### Exercise
Go through the entries and copy every line that has the string "green" in it.

### Task input
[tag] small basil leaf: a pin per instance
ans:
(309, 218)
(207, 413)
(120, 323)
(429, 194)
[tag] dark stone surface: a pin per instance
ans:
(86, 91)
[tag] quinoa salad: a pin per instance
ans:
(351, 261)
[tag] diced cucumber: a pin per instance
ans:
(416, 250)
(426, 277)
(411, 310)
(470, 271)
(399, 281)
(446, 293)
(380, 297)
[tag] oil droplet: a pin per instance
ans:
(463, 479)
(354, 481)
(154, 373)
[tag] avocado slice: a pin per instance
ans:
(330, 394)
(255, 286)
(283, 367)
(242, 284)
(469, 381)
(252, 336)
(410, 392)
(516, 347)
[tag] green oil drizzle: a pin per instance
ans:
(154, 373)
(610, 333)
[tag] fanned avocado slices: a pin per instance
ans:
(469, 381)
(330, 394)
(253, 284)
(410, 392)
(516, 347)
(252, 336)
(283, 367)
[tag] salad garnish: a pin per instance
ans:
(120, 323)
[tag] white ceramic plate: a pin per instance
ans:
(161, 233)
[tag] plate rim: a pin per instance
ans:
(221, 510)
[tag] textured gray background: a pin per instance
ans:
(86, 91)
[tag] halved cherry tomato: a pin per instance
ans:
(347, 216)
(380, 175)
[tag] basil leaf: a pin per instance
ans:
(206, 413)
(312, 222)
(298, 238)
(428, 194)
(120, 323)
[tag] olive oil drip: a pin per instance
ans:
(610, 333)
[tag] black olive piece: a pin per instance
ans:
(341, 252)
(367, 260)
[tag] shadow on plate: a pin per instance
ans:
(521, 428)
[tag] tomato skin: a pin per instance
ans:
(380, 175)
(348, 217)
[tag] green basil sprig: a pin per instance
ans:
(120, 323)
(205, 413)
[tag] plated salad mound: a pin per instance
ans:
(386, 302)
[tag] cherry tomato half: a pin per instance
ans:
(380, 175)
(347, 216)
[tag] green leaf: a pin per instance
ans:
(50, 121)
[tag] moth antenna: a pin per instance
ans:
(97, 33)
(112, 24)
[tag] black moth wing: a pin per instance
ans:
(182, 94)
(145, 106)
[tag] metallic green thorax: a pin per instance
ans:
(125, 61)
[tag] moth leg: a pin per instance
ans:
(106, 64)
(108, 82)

### Finished exercise
[tag] green oil drizzle: a pin per instance
[tag] green basil sprig: a pin per instance
[tag] green leaf: a pin per instance
[tag] metallic green thorax: a pin per instance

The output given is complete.